The Last Knight - Holy Roman Emperor Maximilian

22 March 1459, 555 years ago, the King of the Romans, Holy Roman Emperor, scion of House Habsburg and Last Knight Maximilian I was born in Vienna.
“Bella gerant aliī, tū fēlix Austria nūbe/ Nam quae Mars aliīs, dat tibi regna Venus, "Let others wage war, but thou, O happy Austria, marry; for those kingdoms which Mars gives to others, Venus gives to thee.” (16th century anonymous, paraphrasing Homer and Ovid)

Peter Paul Ruben’s (1577 – 1640) imagination of the Emperor wearing 
one of his famous suits of armour, the fantastically decorated 
Gothic-style armamentarium, that was later named “Maximilian” or “alla tedesca” 
in Italy (1618)

It was quite a statement, in the days when the printing press revolutionised communication, America was discovered and Constantinople fell for good and the power of nobility was checked by rich, educated burghers, to publish a courtly romance that celebrated a princely wedding, knightly adventures and even a crusade, especially when the author had a sideline job as Holy Roman Emperor. But the adventures of Sir Theuerdank and his “Brautfahrt”, his progress to wed Lady Ernreich, stand at the crossroads between the Middle Ages and the early Modern Period, contentual as well as publication-wise. The “last knight” Maximilian, a lifelong jousting champion who fenced better than he spoke Latin, the (at least co-) author of the chivalric novel Theuerdank, a highly educated Renaissance Prince, patron of Albrecht Dürer, taking full advantage of state-of-the-art technology like the printing press and acquiring debts from the mighty mercantile patricians and bankers, the Fugger, like any modern statesman, embodies the figurehead of the new age like no other European ruler.

Albrecht Dürer: "Portrait of Maximilian I" (1519)

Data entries

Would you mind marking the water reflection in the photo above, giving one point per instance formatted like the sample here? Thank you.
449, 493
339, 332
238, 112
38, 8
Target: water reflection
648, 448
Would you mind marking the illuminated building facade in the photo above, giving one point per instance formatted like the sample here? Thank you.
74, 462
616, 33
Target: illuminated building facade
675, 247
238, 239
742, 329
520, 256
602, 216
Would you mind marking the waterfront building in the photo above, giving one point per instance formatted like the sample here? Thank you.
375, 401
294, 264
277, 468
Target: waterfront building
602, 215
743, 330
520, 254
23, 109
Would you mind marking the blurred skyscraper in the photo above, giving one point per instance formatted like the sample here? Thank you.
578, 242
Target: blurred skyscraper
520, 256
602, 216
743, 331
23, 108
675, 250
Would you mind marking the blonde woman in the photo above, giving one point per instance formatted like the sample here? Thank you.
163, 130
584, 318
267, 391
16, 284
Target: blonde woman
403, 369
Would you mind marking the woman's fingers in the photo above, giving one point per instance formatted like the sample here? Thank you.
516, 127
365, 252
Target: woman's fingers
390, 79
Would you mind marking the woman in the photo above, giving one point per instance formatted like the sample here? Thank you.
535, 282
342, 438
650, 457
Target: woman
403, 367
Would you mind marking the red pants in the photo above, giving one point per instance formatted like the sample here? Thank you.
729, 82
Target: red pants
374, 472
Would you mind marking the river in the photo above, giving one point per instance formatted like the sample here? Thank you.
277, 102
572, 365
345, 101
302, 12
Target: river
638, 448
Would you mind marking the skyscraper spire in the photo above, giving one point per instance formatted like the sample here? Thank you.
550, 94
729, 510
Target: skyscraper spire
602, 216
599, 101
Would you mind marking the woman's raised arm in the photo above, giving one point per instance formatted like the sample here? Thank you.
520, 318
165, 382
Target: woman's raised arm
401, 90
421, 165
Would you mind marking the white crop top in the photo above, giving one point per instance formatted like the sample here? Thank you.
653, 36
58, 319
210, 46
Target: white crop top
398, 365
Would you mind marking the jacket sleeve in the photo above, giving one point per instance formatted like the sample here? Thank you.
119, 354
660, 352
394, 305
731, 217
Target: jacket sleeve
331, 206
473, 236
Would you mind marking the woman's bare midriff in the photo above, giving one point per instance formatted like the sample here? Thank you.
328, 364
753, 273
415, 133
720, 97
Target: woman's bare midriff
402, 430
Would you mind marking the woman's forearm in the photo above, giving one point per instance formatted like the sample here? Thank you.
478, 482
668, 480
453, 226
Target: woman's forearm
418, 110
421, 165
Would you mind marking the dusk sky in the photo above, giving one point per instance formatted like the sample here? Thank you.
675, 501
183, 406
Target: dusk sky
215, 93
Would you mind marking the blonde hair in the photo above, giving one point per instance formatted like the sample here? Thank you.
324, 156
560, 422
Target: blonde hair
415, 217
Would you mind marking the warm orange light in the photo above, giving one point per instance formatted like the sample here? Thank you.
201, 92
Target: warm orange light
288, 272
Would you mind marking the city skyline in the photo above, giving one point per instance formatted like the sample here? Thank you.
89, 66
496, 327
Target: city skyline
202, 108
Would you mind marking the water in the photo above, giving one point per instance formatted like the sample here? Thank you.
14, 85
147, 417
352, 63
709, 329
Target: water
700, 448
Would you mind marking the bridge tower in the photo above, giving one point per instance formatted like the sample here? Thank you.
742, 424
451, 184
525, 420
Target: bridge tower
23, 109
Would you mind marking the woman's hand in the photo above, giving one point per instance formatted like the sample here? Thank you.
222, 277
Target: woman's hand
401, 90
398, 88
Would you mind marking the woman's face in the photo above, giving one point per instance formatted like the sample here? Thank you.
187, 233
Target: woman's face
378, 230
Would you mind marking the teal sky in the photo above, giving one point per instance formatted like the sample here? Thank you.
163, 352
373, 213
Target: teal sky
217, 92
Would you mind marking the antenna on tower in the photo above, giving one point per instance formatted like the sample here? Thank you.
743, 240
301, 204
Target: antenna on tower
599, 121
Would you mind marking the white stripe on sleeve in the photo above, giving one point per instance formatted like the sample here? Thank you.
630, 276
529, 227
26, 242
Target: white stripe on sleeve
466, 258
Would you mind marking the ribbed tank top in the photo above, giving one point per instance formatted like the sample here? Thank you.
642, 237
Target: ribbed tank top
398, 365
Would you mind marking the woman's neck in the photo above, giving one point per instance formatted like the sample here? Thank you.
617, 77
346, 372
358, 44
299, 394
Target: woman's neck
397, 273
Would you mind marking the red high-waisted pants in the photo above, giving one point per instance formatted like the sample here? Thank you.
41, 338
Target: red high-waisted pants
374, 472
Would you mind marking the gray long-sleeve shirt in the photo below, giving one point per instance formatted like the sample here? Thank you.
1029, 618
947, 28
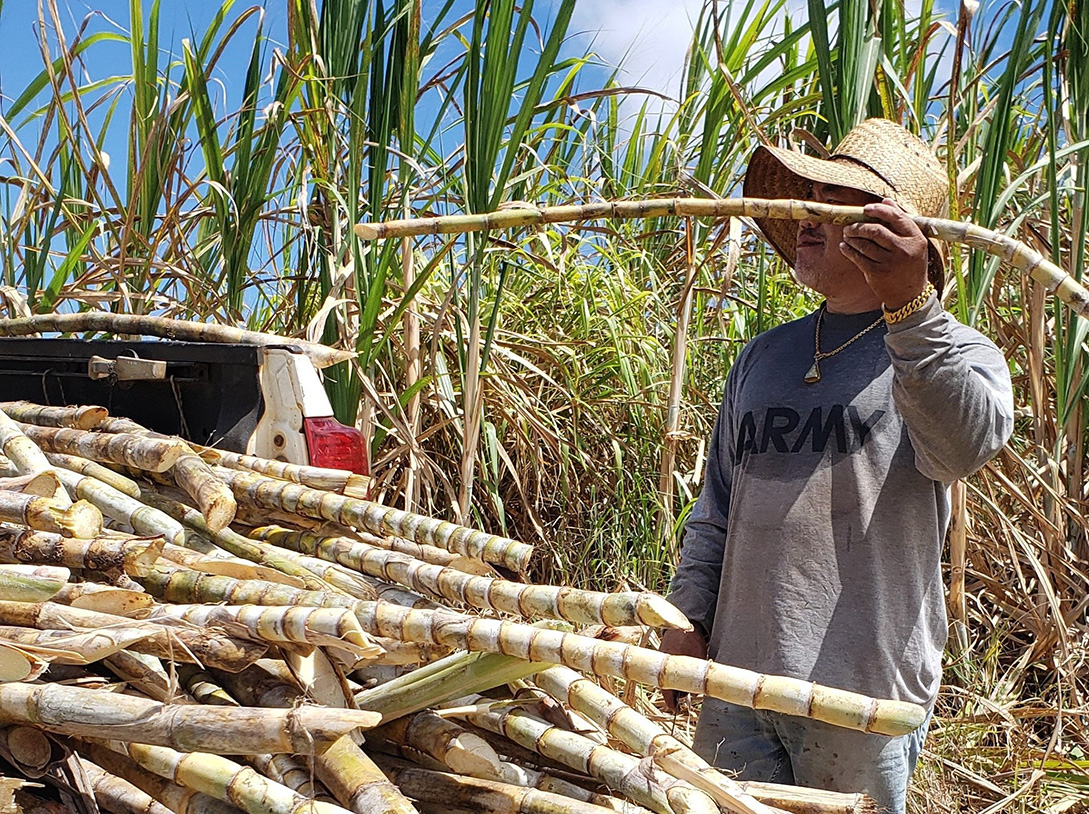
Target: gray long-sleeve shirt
814, 549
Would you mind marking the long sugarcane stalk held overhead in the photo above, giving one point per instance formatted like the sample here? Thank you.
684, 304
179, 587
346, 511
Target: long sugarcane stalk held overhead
164, 328
1017, 254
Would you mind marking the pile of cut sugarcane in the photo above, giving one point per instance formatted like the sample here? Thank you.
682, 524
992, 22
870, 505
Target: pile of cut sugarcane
190, 630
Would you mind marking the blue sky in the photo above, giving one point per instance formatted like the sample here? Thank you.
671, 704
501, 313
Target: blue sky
620, 32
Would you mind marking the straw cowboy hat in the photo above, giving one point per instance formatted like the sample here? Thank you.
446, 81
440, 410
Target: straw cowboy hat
879, 157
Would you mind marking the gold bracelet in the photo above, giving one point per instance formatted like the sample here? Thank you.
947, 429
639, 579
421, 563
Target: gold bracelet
901, 314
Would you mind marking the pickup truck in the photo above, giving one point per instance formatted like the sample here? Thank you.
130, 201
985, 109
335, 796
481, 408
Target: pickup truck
261, 400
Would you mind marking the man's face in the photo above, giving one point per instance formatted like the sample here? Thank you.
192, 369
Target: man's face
820, 265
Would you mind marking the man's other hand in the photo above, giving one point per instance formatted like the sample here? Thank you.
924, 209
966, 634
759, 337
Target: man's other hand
891, 252
681, 643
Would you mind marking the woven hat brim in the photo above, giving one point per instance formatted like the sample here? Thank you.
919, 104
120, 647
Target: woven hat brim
780, 173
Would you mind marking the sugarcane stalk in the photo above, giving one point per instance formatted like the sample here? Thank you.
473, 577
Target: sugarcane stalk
31, 583
77, 520
27, 749
147, 675
223, 779
480, 794
216, 501
166, 328
45, 484
103, 598
80, 712
183, 586
17, 665
191, 473
317, 477
75, 647
382, 520
132, 556
139, 452
349, 774
553, 602
119, 796
516, 775
221, 563
800, 800
321, 627
203, 687
620, 772
174, 797
1017, 254
343, 553
175, 643
286, 562
354, 779
452, 745
71, 417
293, 773
97, 471
645, 737
733, 684
122, 508
25, 456
453, 677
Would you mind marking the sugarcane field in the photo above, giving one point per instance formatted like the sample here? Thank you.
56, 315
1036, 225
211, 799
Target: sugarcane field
553, 407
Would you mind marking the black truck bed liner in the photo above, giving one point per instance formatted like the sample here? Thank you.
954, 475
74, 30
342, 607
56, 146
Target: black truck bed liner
210, 396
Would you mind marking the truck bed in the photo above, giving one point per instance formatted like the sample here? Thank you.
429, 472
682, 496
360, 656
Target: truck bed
210, 395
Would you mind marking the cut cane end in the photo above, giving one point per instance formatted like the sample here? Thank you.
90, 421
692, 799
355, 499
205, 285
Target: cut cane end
894, 718
81, 520
657, 611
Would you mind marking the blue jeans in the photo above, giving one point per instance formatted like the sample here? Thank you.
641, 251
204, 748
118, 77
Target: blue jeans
773, 748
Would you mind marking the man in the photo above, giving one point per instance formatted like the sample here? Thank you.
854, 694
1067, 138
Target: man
814, 549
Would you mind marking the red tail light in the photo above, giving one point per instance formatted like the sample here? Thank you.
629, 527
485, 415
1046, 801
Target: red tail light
333, 446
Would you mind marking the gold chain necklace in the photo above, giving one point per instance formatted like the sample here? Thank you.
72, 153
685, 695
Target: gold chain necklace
812, 375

→ **Things to do**
A. In the article on Maximilian I, the sentence marking his birth in Vienna gives him a series of titles and epithets. List every one of them.
B. Answer these questions using the article on Maximilian I:
(i) In which city was Maximilian born?
(ii) Who is named as the artist of the "Portrait of Maximilian I" dated 1519?
(iii) Which lady does Sir Theuerdank set out to wed?
C. Carry on the article on Maximilian I from its final line.

→ **Numbered answers**
A. King of the Romans; Holy Roman Emperor; scion of House Habsburg; Last Knight

B.
(i) Vienna
(ii) Albrecht Dürer
(iii) Lady Ernreich

C.
The reign of Maximilian was marked by continuous wars and political strife with almost every state and federation great and small along the borders and in the disputed regions of the Holy Roman Empire. The last knight or the first cannoneer, as he was sometimes dubbed, since his days saw the final end of the proud armies of knights of the Middle Ages, lost more battles than he won. It was his marriage policy that secured the continued existence of the empire, his own weddings, those of his children and grandchildren. And so it came that his grandson and successor Charles V ruled an empire “on which the sun never sets” by inheriting the throne of Spain and her vast colonies in the New World and the Spanish Habsburgs came into existence as well as the alignment of the future Austro-Hungarian Empire towards Eastern Europe through his venereal approach on the Jagiellonians and Venus provided for the Habsburgs with the marriage of Maximilian’s granddaughter Mary with King Louis of Hungary whose dead at the Battle of Mohács in 1526 brought Bohemia and half of Hungary and Croatia into the folds of the Austrians.

Maximilian after his death, contemporary painting

When Maximilian felt death approaching in his late 50s, he carried a coffin in his baggage train for more than four years when he was travelling. Cancer of the intestine finally killed him at the age of 60 in Wels in Upper Austria and when he had received the last rites he ordered his body not to be embalmed but buried in a simple shroud, his hair shorn and his teeth broken out to be buried as the modest, penitent he never was during his life and times.